# SELECTED EXTRACT start

# Gaps in tack room door



## Clayton Taffy (May 24, 2011)

I would try that foam weather stripping that comes in rolls.


----------



## Walkamile (Dec 29, 2008)

How disappointing , especially a new trailer! I agree with TC on the weather stripping. All I can think of, other then calling the dealer you bought it from and see what they suggest.


----------



## Darrin (Jul 11, 2011)

I see an Albany on that, get it from Miller's trailers? That's where I bought mine years ago.

There is thick wearherstrip you can try and seal it up with. Replacing the door is a possibility but wouldn't be cheap.
_Posted via Mobile Device_


----------



## stevenson (Sep 12, 2011)

i would take it back to where you bought it,if it was a dealer and say whats with this gap ! this is not weather proof , what will You do to correct this problem? hopefully they will fix it for no charge. 
Other than that, the wide weather stripping place inside the door, and I would do the door side and the frame side . Good luck


----------



## beau159 (Oct 4, 2010)

Hmm, I'm not a trailer mechanic so I'm really not sure what you could do. I feel that weather stripping would not be enough, because that isn't exactly water proof either. 

The door needs to physically overlap somehow in order to be water tight. With that big gap in there .... I honestly don't know what you could do. 

I'd ask the dealer you purchased it from if there is another door they could install.


----------

# SELECTED EXTRACT end
# LISTED RECORDS start

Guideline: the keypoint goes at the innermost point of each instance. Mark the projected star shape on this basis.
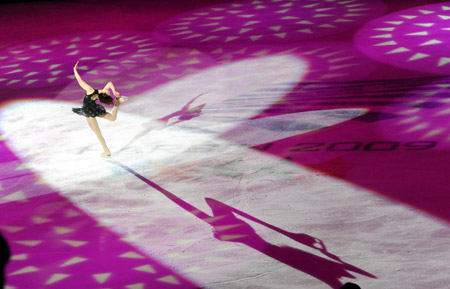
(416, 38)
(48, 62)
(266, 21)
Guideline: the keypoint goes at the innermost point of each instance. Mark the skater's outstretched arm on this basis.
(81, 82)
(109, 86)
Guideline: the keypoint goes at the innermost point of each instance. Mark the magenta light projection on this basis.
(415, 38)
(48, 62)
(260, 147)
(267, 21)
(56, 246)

# LISTED RECORDS end
# LISTED RECORDS start

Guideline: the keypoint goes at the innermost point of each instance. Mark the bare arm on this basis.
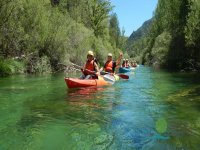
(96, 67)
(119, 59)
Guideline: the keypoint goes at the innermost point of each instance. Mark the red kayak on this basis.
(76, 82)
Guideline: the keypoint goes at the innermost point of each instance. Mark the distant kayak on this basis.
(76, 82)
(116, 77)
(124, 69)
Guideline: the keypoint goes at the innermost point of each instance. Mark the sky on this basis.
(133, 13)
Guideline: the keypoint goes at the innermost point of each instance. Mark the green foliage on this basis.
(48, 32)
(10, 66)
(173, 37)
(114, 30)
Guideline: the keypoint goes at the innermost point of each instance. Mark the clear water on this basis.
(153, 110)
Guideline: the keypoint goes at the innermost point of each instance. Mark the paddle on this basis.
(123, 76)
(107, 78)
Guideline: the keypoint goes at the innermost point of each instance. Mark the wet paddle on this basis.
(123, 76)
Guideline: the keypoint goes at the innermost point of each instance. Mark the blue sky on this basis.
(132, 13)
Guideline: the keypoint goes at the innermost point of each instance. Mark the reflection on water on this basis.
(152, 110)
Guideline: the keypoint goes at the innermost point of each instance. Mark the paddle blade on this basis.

# LISTED RECORDS end

### [WRITTEN INSTRUCTION 1]
Please say whether each statement agrees with the tack room door thread above, answering yes or no and quoting the deciding words: (a) Darrin says replacing the door would be inexpensive. (b) stevenson would put weather stripping on both the door side and the frame side. (c) beau159 believes weather stripping by itself would be enough.
### [WRITTEN INSTRUCTION 2]
From the tack room door thread, return the part that opens with the words containing "The door needs" and closes with "they could install.", copied exactly.

### [EXERCISE RESPONSE 1]
(a) No: "Replacing the door is a possibility but wouldn't be cheap."
(b) Yes: "I would do the door side and the frame side"
(c) No: "I feel that weather stripping would not be enough"

### [EXERCISE RESPONSE 2]
The door needs to physically overlap somehow in order to be water tight. With that big gap in there .... I honestly don't know what you could do. 

I'd ask the dealer you purchased it from if there is another door they could install.